*PROBLEM DESCRIPTION:* Repeat exactly the lines from the start of the entries below through the line containing "For the mapping pass, tag each instance of the glass milk". Omit the rest.

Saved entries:

┌────────

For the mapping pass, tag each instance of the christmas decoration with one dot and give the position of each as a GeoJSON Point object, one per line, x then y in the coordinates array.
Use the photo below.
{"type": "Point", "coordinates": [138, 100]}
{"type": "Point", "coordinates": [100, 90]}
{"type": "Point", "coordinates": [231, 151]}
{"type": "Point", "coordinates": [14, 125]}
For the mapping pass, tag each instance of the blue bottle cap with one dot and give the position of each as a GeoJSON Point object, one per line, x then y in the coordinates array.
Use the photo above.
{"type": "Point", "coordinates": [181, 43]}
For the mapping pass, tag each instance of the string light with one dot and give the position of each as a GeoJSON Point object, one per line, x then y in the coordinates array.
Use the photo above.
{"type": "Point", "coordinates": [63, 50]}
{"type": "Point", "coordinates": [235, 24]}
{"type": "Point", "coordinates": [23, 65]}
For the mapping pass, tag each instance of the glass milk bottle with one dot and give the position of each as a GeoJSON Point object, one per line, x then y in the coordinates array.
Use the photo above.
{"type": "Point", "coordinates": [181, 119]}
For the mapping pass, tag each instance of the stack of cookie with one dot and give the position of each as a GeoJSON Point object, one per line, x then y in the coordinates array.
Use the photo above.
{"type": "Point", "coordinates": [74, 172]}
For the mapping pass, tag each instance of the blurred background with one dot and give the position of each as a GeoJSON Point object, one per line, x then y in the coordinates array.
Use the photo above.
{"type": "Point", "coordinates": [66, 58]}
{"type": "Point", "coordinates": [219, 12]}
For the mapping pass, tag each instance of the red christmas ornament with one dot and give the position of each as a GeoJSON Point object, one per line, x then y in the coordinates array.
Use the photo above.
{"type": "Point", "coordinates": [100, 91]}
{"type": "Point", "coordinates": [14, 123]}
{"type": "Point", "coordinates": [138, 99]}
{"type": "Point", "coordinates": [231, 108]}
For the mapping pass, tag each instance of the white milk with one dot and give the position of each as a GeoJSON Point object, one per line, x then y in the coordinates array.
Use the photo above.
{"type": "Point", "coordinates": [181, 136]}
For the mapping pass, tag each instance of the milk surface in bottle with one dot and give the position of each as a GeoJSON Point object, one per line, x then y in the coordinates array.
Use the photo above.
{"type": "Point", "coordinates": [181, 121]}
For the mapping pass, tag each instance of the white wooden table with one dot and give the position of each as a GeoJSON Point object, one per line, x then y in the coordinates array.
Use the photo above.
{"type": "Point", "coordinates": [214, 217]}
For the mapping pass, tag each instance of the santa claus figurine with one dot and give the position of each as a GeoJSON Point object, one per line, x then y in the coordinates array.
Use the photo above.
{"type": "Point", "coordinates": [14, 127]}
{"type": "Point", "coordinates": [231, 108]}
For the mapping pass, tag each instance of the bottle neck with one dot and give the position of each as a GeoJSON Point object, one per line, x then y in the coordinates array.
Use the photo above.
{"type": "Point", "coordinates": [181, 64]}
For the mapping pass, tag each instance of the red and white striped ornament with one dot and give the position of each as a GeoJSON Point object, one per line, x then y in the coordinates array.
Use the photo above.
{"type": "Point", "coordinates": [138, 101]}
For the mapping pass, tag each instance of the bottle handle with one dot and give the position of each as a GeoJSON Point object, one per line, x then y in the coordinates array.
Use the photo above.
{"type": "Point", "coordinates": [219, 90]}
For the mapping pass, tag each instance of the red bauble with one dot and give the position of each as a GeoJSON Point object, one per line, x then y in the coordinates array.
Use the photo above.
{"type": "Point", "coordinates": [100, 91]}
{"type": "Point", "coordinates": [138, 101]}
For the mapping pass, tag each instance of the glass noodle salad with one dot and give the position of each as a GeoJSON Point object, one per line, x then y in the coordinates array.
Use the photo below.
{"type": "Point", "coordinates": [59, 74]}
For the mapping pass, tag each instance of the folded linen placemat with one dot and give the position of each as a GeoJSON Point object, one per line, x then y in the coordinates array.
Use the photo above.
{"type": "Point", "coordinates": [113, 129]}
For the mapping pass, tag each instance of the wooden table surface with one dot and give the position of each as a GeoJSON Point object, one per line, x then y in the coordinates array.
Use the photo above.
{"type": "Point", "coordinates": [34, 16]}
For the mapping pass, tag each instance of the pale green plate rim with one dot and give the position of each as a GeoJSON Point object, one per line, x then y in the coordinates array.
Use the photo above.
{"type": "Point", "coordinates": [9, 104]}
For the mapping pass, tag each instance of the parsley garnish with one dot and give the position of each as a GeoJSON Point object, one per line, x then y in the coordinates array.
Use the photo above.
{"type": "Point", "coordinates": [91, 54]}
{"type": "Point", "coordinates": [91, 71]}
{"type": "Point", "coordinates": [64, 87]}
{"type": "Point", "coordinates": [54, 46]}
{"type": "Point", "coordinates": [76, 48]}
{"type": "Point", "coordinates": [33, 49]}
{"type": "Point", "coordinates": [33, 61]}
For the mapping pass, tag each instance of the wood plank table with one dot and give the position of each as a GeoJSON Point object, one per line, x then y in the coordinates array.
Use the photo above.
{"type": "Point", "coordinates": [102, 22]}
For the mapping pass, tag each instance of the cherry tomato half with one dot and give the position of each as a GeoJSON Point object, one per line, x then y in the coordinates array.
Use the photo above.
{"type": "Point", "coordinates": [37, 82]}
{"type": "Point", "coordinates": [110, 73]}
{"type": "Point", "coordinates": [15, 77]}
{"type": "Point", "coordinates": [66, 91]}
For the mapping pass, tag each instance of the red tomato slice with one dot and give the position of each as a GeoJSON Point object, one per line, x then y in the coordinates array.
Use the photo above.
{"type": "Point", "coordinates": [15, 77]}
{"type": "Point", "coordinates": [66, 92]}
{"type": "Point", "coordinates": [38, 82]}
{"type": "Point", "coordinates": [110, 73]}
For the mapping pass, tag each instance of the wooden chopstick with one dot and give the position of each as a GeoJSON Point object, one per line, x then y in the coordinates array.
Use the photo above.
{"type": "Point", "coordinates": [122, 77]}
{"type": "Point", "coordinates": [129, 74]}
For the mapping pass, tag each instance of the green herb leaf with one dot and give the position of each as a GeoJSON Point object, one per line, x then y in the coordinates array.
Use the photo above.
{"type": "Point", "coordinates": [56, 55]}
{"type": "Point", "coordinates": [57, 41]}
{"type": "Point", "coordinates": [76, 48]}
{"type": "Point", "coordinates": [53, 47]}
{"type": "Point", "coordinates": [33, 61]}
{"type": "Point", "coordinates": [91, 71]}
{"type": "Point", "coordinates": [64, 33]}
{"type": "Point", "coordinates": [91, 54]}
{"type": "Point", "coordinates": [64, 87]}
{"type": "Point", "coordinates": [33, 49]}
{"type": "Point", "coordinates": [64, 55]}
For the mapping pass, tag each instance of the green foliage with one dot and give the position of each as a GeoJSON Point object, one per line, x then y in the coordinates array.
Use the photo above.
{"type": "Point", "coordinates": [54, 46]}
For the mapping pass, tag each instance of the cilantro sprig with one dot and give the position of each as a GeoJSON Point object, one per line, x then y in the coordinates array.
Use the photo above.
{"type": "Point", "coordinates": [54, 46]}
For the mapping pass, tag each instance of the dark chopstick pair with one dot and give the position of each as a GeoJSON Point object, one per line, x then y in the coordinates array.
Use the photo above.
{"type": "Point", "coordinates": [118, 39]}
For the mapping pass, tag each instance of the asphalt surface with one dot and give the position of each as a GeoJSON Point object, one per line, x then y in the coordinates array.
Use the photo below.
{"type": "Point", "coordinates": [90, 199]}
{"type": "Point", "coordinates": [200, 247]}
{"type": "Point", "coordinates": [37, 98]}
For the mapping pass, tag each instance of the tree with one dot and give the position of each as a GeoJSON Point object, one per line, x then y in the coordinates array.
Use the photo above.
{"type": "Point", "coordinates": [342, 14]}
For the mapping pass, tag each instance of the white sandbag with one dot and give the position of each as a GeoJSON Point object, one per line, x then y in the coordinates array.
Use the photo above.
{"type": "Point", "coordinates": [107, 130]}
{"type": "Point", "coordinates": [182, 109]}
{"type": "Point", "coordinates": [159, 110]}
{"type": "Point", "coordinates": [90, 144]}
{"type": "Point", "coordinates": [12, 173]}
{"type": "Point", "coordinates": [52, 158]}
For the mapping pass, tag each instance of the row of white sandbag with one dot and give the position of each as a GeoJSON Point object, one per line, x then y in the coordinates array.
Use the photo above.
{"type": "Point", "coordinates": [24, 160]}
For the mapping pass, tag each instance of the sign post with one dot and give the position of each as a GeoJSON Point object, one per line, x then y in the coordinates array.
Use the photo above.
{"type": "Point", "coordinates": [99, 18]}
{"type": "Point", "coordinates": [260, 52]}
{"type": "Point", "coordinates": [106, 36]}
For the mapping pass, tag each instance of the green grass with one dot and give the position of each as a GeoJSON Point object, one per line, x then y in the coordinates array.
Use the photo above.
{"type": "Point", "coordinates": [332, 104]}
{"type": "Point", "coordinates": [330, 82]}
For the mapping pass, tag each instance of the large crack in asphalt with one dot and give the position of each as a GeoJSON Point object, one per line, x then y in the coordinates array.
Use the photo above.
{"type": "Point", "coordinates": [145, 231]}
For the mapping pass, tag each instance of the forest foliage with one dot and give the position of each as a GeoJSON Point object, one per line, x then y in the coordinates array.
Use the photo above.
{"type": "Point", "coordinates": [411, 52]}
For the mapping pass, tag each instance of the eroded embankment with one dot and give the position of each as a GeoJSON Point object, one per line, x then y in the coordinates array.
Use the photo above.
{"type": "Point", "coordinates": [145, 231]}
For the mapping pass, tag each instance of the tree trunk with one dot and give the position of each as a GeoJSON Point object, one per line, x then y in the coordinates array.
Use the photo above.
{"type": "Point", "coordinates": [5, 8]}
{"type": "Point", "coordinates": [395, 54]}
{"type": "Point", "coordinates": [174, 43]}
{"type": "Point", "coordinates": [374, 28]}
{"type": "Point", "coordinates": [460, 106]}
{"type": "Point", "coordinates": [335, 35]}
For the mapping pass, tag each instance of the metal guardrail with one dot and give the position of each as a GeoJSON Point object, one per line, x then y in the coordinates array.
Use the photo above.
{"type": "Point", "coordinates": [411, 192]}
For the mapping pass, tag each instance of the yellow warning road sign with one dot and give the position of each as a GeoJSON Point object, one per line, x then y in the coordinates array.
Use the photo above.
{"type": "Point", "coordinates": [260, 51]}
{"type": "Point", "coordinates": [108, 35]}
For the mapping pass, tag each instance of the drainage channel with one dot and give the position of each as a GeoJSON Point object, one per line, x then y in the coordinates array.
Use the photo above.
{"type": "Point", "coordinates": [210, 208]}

└────────

*SOLVED PROBLEM:*
For the mapping pass, tag each instance of the christmas decoration with one dot and give the position of each as a GeoJSON Point object, one per line, x then y in the coordinates array.
Use the photo below.
{"type": "Point", "coordinates": [138, 100]}
{"type": "Point", "coordinates": [100, 90]}
{"type": "Point", "coordinates": [231, 151]}
{"type": "Point", "coordinates": [14, 125]}
For the mapping pass, tag each instance of the blue bottle cap with one dot and give the position of each as a GeoJSON Point object, one per line, x then y in the coordinates array.
Use the photo above.
{"type": "Point", "coordinates": [181, 43]}
For the mapping pass, tag each instance of the string light with one dot and give the position of each as a GeoJSON Point object, one per line, x then y in the coordinates array.
Use the photo above.
{"type": "Point", "coordinates": [63, 50]}
{"type": "Point", "coordinates": [235, 24]}
{"type": "Point", "coordinates": [23, 65]}
For the mapping pass, tag each instance of the glass milk bottle with one dot and give the position of each as a GeoJSON Point object, one per line, x then y in the coordinates array.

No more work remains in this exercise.